Affirmations

So. After last night’s TAWG, I was already more or less sure of what I am called to do. Like Gideon, I asked for yet another sign of affirmation. And as always, God answered.

Went down to church earlier for the charismatic ministry’s core team meeting. The usual, etc. Then, after the meeting, one of the leaders, Auntie Serina, told me that she, Uncle Andrew and a few others have been praying for me almost every day regarding my vocational calling. Now, I don’t recall whether or not I have mentioned my call to full time ministry to them or not… But the way Auntie Serina phrased the word ‘vocation’ gave me a start.

And she kind of smiled knowingly. Then she went on saying that I should pray further to see what God has planned with regards to vocational and religious order. Or something to that effect. I couldn’t really remember all the other details because I was a bit too stunned out of my wits.

I’m still not ready yet though. I know I have still a long way to go. I have told God during my TAWG that I’m not ready yet. But I guess, the key thing is to let go and let God. I know I’m not ready. But God is! And I know I can’t do a lot of things. But that’s the whole point! I can’t. God can!

Published in: on August 4, 2009 at 11:26pm  Comments (1)  

Harvest Time

So anyway, lately I’ve been thinking and praying hard about ministry. When I was attending TCC, I felt stirrings of God’s call into full time ministry. I resisted. Well, not exactly. I knew I wanted to do something that involves shepherding God’s people but I wasn’t ready then.

Loads of things were going on in my life. Too much distraction and disruption. I wouldn’t say I was a model christian. I’m still not one. But I’ve come to realise it’s not how good a christian we are but rather, it’s how we let God take control.

Anyway, I left church. I wouldn’t say I back slided then. I was still in love with God. I love Him and all that but I just didn’t like the idea of coming to church. And then, shit happened. And so I was away from God’s people. A few months ago, my mum reintroduced me to my catholic faith. (There’s a story here. A very long story. Will probably write that down next time.)
━━━━━━━━━━━━━━━━━━━━━━━━━━━━━━
What you will do:
1. Can you extract the blog post from "And she kind" to "11:26pm  Comments (1)", word for word?
2. Could you copy the lines of the records from the line with "Target: white rug with chevron pattern" to the line with "[1304, 386]", including both of those lines, and nothing else?

Entries taken from a collection
━━━━━━━━━━━━━━━━━━━━━━━━━━━━━━
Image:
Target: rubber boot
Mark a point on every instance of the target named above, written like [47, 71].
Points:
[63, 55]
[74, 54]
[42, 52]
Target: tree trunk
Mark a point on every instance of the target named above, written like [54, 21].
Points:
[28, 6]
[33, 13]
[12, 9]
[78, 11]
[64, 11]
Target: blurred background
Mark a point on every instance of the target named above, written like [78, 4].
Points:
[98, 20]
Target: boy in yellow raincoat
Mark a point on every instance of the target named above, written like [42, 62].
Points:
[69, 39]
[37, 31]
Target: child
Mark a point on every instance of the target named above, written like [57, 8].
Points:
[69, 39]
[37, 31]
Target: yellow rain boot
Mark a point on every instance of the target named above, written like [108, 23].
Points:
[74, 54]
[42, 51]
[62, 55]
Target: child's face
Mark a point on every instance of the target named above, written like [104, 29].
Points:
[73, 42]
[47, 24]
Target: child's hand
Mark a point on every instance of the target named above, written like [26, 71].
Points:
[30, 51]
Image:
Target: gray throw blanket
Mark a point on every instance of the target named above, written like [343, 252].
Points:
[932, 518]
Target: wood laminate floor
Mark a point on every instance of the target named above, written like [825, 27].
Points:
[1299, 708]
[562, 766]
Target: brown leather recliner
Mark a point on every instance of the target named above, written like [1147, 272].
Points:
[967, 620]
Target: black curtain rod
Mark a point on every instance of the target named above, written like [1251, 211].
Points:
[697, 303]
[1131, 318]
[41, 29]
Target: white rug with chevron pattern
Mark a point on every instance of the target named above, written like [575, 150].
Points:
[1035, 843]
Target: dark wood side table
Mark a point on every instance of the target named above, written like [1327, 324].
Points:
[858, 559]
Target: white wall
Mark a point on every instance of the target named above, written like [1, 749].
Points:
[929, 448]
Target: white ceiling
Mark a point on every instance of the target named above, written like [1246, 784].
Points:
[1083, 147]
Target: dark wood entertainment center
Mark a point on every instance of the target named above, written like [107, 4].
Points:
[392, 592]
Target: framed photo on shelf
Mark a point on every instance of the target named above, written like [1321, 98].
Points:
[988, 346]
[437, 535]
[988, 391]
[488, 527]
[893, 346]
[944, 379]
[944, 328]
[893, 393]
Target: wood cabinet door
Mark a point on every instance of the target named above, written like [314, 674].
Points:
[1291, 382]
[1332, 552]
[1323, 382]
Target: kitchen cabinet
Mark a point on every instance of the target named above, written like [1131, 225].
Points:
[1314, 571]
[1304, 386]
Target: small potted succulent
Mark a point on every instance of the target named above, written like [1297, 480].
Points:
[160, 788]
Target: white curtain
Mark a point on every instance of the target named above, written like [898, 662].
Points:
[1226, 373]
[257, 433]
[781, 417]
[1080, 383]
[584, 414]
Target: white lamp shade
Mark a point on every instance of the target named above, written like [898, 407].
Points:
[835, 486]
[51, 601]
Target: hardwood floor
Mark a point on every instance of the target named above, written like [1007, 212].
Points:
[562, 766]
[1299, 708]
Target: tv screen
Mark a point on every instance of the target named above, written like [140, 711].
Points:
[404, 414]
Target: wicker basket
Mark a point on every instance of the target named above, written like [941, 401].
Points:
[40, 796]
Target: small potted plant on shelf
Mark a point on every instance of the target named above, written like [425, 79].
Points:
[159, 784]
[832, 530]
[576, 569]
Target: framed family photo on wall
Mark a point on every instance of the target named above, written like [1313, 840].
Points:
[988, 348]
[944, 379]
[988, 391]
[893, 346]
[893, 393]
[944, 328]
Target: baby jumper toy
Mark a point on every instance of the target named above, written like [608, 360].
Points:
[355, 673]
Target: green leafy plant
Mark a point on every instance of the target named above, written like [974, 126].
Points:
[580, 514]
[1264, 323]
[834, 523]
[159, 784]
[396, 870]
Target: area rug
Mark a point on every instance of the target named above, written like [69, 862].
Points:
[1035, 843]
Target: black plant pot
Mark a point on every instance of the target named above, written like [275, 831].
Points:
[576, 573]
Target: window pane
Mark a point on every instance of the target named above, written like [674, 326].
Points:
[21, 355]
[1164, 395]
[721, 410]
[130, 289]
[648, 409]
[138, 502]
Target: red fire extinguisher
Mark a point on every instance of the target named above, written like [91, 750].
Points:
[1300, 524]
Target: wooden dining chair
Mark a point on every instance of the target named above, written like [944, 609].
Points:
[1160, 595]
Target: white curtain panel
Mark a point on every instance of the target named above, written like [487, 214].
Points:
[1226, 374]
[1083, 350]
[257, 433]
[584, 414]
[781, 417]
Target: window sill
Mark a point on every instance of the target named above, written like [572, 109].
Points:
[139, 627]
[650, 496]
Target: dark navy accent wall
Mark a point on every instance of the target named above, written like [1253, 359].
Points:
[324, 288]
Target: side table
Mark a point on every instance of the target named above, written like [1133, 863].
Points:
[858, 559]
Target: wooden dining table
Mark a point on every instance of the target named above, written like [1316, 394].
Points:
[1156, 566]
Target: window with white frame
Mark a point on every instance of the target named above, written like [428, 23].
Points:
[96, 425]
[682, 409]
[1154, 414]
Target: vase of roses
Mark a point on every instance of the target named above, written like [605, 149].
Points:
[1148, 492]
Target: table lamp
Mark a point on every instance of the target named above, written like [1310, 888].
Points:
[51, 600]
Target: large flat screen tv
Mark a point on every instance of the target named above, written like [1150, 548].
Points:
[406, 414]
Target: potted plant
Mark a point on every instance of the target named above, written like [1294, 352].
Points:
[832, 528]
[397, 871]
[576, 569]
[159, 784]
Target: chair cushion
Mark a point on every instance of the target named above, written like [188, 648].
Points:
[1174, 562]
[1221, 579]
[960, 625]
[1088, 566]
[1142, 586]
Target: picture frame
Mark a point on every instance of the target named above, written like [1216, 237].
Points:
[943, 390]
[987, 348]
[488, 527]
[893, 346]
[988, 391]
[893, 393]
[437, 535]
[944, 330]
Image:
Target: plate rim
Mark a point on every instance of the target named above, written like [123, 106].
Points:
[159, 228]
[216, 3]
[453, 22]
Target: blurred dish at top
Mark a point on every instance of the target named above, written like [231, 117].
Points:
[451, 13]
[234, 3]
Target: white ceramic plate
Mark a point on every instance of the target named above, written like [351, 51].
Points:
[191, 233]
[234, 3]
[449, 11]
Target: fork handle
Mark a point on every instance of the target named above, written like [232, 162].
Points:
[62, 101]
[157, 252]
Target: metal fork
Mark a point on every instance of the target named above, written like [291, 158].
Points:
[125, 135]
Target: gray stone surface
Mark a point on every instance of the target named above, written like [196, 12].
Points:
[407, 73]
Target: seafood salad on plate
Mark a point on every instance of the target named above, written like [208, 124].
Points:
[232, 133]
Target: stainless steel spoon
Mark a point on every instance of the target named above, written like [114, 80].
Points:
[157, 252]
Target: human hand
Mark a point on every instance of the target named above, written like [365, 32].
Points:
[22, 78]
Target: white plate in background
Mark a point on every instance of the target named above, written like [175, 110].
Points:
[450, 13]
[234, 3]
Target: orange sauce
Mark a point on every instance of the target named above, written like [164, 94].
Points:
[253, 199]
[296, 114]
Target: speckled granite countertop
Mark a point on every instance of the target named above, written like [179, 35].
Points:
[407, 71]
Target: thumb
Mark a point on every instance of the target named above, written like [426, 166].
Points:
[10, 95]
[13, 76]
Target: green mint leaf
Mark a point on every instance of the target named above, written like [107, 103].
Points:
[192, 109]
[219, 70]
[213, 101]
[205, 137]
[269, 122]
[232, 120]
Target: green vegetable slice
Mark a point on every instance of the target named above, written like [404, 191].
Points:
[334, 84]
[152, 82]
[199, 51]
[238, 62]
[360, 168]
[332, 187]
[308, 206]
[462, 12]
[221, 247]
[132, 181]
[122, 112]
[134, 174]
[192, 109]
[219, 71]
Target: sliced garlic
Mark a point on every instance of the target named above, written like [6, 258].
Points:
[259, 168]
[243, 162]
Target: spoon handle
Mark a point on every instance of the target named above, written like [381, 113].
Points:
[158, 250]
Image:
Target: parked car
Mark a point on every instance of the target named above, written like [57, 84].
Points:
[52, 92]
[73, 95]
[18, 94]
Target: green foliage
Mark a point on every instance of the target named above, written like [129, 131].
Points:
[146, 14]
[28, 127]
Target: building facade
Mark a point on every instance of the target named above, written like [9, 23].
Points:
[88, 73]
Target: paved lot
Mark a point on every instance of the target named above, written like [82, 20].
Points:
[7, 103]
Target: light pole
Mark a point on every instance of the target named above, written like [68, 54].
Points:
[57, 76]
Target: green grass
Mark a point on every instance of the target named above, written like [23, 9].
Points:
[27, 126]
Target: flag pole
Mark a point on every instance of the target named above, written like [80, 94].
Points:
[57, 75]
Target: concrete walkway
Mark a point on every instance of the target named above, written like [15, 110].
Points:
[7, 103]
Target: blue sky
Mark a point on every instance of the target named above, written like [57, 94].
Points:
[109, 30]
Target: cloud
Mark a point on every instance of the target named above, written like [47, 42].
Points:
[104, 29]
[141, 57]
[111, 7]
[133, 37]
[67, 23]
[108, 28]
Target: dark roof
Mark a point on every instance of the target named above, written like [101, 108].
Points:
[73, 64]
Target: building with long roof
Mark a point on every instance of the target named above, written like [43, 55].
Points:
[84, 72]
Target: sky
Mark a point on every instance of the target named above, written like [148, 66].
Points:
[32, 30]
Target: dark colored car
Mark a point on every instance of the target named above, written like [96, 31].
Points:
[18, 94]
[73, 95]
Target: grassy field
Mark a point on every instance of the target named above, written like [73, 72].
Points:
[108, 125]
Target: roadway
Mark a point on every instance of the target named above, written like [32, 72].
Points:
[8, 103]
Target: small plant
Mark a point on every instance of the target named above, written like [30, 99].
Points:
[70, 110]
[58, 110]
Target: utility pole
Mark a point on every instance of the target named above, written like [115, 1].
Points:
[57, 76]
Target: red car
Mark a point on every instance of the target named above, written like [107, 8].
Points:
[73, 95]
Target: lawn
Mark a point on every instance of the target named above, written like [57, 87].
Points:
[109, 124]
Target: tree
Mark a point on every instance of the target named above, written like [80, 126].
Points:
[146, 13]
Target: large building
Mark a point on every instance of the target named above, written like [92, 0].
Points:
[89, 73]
━━━━━━━━━━━━━━━━━━━━━━━━━━━━━━
Solutions in order:
1.
And she kind of smiled knowingly. Then she went on saying that I should pray further to see what God has planned with regards to vocational and religious order. Or something to that effect. I couldn’t really remember all the other details because I was a bit too stunned out of my wits.

I’m still not ready yet though. I know I have still a long way to go. I have told God during my TAWG that I’m not ready yet. But I guess, the key thing is to let go and let God. I know I’m not ready. But God is! And I know I can’t do a lot of things. But that’s the whole point! I can’t. God can!

Published in: on August 4, 2009 at 11:26pm  Comments (1)

2.
Target: white rug with chevron pattern
Mark a point on every instance of the target named above, written like [575, 150].
Points:
[1035, 843]
Target: dark wood side table
Mark a point on every instance of the target named above, written like [1327, 324].
Points:
[858, 559]
Target: white wall
Mark a point on every instance of the target named above, written like [1, 749].
Points:
[929, 448]
Target: white ceiling
Mark a point on every instance of the target named above, written like [1246, 784].
Points:
[1083, 147]
Target: dark wood entertainment center
Mark a point on every instance of the target named above, written like [107, 4].
Points:
[392, 592]
Target: framed photo on shelf
Mark a point on every instance of the target named above, written like [1321, 98].
Points:
[988, 346]
[437, 535]
[988, 391]
[488, 527]
[893, 346]
[944, 379]
[944, 328]
[893, 393]
Target: wood cabinet door
Mark a point on every instance of the target named above, written like [314, 674].
Points:
[1291, 382]
[1332, 552]
[1323, 382]
Target: kitchen cabinet
Mark a point on every instance of the target named above, written like [1131, 225].
Points:
[1314, 571]
[1304, 386]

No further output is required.